In [32]:
import mxnet as mx
import mxnet.ndarray as nd
from mxnet.gluon import nn,rnn

![](https://ws1.sinaimg.cn/large/006tKfTcly1fmt9xz889xj30kb07nglo.jpg)

`class mxnet.gluon.rnn.RNN(hidden_size, num_layers=1, activation='relu', layout='TNC', dropout=0, bidirectional=False, i2h_weight_initializer=None, h2h_weight_initializer=None, i2h_bias_initializer='zeros', h2h_bias_initializer='zeros', input_size=0, **kwargs)`

Parameters:	

* hidden_size (int) – 隐含层也就是h的size
* num_layers (int, default 1) – 使用几层RNN
* activation ({'relu' or 'tanh'}, default 'relu') – 选取使用的激活函数
* layout (str, default 'TNC') – The format of input and output tensors. T, N and C stand for sequence length, batch size, and feature dimensions respectively.
* dropout (float, default 0) – 使用dropout的比例
* bidirectional (bool, default False) – 是否使用双向RNN.
* i2h_weight_initializer (str or Initializer) – Initializer for the input weights matrix, used for the linear transformation of the inputs.
* h2h_weight_initializer (str or Initializer) – Initializer for the recurrent weights matrix, used for the linear transformation of the recurrent state.
* i2h_bias_initializer (str or Initializer) – Initializer for the bias vector.
* h2h_bias_initializer (str or Initializer) – Initializer for the bias vector.
* input_size (int, default 0) – $x_{t}$的特征维度，也就是词向量的长度
* prefix (str or None) – Prefix of this Block.
* params (ParameterDict or None) – Shared Parameters for this Block.

任务目标:
A. 请根据页面节选回答下列问题，每题一行，按 (i)、(ii)、(iii) 标号作答：
(i) activation 参数的默认值是什么？
(ii) layout 中的 T、N、C 分别代表什么？
(iii) input_size 指的是什么？
B. 用两句话概括页面节选。

存储数据:

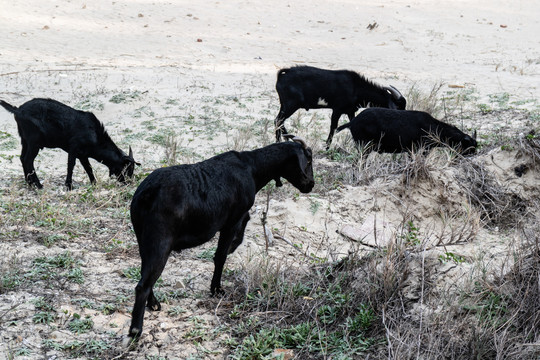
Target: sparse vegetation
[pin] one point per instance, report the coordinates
(70, 260)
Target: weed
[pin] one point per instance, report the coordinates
(80, 326)
(125, 96)
(207, 254)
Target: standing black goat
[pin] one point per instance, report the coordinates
(184, 206)
(395, 131)
(343, 91)
(49, 123)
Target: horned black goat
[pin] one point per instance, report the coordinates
(343, 91)
(49, 123)
(184, 206)
(395, 131)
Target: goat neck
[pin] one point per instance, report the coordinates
(270, 162)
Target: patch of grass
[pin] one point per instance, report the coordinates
(8, 141)
(80, 326)
(207, 254)
(76, 348)
(125, 97)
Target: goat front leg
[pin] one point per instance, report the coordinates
(86, 165)
(71, 165)
(28, 155)
(333, 125)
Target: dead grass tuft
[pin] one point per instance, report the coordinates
(498, 204)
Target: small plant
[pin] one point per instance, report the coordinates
(207, 254)
(450, 256)
(411, 234)
(132, 273)
(80, 326)
(176, 311)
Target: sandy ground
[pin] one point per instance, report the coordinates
(186, 67)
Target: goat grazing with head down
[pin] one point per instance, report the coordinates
(343, 91)
(184, 206)
(49, 123)
(395, 131)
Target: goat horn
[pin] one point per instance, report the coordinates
(395, 92)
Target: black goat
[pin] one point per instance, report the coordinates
(343, 91)
(180, 207)
(49, 123)
(395, 131)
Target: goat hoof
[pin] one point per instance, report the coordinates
(132, 338)
(153, 305)
(217, 292)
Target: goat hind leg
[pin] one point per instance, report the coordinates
(69, 176)
(28, 155)
(229, 240)
(151, 268)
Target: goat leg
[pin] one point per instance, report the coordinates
(86, 165)
(71, 165)
(27, 159)
(333, 125)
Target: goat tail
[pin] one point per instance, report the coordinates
(9, 107)
(344, 126)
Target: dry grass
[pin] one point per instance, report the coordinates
(498, 204)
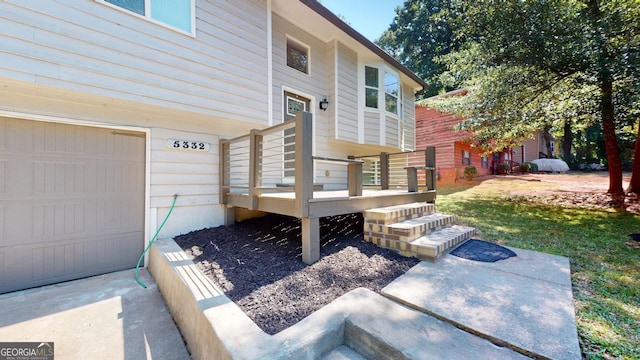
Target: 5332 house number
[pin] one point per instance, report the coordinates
(188, 145)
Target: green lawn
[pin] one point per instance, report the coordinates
(605, 272)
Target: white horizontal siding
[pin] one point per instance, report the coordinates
(191, 174)
(391, 131)
(347, 94)
(408, 119)
(90, 47)
(371, 128)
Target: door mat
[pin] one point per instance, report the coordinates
(479, 250)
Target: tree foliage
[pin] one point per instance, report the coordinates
(419, 33)
(535, 64)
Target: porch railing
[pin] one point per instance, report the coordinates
(407, 169)
(263, 160)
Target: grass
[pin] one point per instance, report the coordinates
(605, 272)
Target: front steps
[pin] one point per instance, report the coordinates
(414, 229)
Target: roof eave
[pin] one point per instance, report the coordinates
(335, 20)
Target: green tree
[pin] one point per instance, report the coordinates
(418, 34)
(533, 64)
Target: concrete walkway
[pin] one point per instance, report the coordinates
(524, 302)
(102, 317)
(453, 309)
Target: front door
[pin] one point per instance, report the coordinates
(292, 105)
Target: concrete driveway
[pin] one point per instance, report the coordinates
(102, 317)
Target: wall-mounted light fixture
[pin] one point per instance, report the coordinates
(324, 104)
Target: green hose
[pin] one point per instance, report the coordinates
(175, 197)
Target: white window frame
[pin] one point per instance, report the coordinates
(467, 158)
(376, 88)
(300, 44)
(397, 97)
(147, 16)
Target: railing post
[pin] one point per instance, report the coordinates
(225, 177)
(304, 187)
(354, 179)
(303, 163)
(384, 171)
(225, 180)
(255, 167)
(430, 163)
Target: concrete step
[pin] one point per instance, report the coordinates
(392, 214)
(343, 352)
(384, 329)
(433, 245)
(411, 229)
(524, 302)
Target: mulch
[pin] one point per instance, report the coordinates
(258, 264)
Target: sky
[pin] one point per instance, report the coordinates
(369, 17)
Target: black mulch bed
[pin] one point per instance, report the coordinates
(258, 263)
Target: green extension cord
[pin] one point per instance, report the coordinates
(175, 197)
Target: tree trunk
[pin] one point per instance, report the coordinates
(567, 141)
(634, 186)
(606, 107)
(547, 142)
(610, 138)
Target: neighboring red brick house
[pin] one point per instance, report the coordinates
(453, 154)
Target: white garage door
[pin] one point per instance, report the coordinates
(71, 202)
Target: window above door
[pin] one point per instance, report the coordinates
(177, 14)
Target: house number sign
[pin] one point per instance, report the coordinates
(188, 145)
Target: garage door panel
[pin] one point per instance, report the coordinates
(73, 204)
(37, 264)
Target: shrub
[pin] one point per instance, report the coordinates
(470, 172)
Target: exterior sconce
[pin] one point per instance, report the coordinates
(324, 104)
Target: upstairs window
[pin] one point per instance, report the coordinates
(297, 56)
(466, 157)
(175, 13)
(485, 162)
(391, 92)
(371, 85)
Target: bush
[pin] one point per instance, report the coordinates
(470, 172)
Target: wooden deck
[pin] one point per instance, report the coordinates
(330, 203)
(253, 166)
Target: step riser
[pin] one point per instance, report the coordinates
(397, 228)
(411, 211)
(406, 234)
(429, 252)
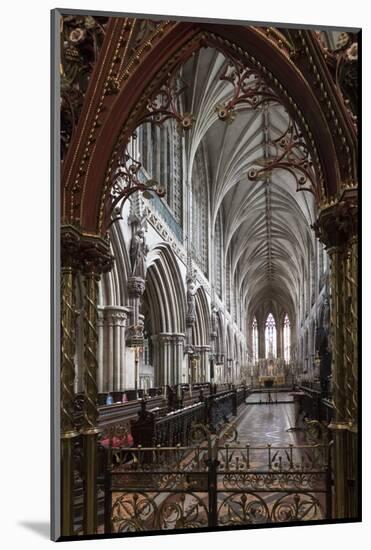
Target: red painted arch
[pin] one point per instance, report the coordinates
(249, 39)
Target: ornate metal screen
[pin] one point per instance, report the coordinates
(214, 483)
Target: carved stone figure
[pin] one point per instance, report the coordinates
(214, 321)
(138, 254)
(191, 292)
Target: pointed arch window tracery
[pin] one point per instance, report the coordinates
(255, 341)
(286, 338)
(270, 337)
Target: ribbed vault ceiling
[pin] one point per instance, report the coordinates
(266, 222)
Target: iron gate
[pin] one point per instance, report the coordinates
(215, 483)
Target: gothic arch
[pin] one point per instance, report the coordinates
(165, 291)
(202, 326)
(86, 186)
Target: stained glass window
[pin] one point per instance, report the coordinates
(286, 338)
(255, 341)
(270, 337)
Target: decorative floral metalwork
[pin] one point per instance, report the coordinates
(81, 40)
(208, 485)
(184, 511)
(249, 90)
(165, 104)
(243, 509)
(288, 152)
(128, 180)
(296, 507)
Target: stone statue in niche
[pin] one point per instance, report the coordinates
(138, 254)
(191, 292)
(214, 321)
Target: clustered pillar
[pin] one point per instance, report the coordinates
(337, 229)
(88, 256)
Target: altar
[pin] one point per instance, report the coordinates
(278, 379)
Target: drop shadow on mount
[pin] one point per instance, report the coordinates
(42, 528)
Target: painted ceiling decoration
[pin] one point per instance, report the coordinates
(138, 59)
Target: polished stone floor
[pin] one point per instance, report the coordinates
(260, 424)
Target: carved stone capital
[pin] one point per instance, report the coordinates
(87, 253)
(136, 286)
(116, 315)
(134, 336)
(338, 221)
(190, 320)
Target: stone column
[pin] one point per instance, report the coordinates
(204, 363)
(114, 348)
(178, 358)
(337, 229)
(67, 379)
(91, 256)
(164, 341)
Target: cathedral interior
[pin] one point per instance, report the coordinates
(209, 275)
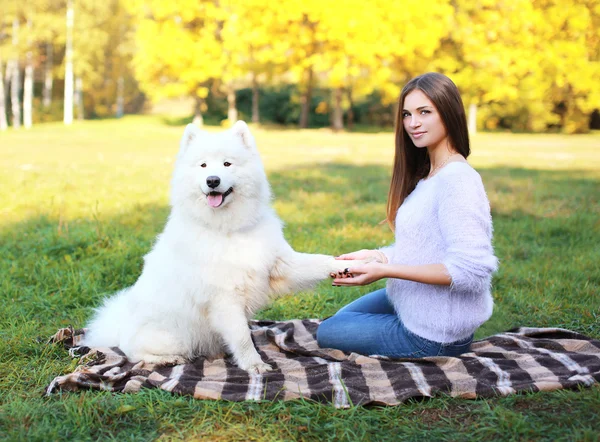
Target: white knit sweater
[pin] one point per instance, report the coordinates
(447, 220)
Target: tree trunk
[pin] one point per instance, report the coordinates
(68, 110)
(3, 121)
(472, 119)
(337, 118)
(120, 97)
(48, 80)
(231, 110)
(198, 120)
(255, 99)
(15, 83)
(28, 86)
(350, 109)
(28, 93)
(306, 101)
(79, 97)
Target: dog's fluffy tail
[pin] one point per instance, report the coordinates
(104, 330)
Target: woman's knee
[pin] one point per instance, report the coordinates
(327, 332)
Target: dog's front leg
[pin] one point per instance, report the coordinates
(294, 271)
(229, 320)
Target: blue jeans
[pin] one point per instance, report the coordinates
(370, 326)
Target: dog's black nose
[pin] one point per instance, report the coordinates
(213, 181)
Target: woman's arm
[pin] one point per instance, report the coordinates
(366, 274)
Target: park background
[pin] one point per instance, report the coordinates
(521, 65)
(84, 179)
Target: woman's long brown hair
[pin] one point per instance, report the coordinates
(411, 163)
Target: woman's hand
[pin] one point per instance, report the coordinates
(365, 254)
(361, 275)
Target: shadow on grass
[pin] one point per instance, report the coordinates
(548, 274)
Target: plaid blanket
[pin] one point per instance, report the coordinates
(524, 359)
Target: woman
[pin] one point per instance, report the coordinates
(441, 264)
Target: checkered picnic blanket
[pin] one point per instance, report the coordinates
(524, 359)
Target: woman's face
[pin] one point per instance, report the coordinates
(422, 121)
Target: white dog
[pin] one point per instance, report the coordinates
(221, 257)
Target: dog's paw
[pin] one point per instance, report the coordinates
(338, 265)
(260, 368)
(163, 359)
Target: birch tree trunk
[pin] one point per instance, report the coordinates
(79, 98)
(28, 86)
(198, 120)
(255, 100)
(3, 121)
(306, 100)
(120, 96)
(337, 119)
(472, 119)
(231, 109)
(15, 84)
(350, 109)
(48, 79)
(68, 104)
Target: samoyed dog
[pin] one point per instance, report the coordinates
(221, 257)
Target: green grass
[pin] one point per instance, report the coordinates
(80, 206)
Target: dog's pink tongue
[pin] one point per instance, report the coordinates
(215, 200)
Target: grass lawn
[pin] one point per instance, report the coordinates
(80, 206)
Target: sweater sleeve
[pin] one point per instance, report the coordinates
(466, 226)
(388, 252)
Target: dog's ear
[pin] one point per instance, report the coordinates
(190, 133)
(241, 130)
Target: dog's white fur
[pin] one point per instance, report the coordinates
(211, 268)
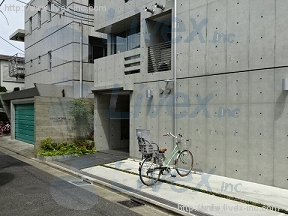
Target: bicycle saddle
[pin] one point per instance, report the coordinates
(162, 150)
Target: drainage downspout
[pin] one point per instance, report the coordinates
(81, 60)
(174, 64)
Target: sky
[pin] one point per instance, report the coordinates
(14, 11)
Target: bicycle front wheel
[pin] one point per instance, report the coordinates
(149, 171)
(184, 163)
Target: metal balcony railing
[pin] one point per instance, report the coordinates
(17, 66)
(159, 57)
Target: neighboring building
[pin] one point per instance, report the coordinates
(60, 45)
(231, 59)
(10, 82)
(60, 48)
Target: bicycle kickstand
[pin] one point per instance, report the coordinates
(169, 171)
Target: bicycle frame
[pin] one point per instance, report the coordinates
(174, 153)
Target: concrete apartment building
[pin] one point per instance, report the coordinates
(231, 58)
(60, 47)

预期结果:
A.
(i) 'relu'
(ii) T 代表序列长度，N 代表批大小，C 代表特征维度。
(iii) $x_{t}$ 的特征维度，也就是词向量的长度。

B. 页面节选先导入 mxnet 及其 ndarray 模块，并从 mxnet.gluon 引入 nn 和 rnn。随后列出 mxnet.gluon.rnn.RNN 类的参数，包括隐含层大小、RNN 层数、激活函数、输入输出张量格式、dropout 比例、是否使用双向 RNN，以及权重和偏置的初始化器等。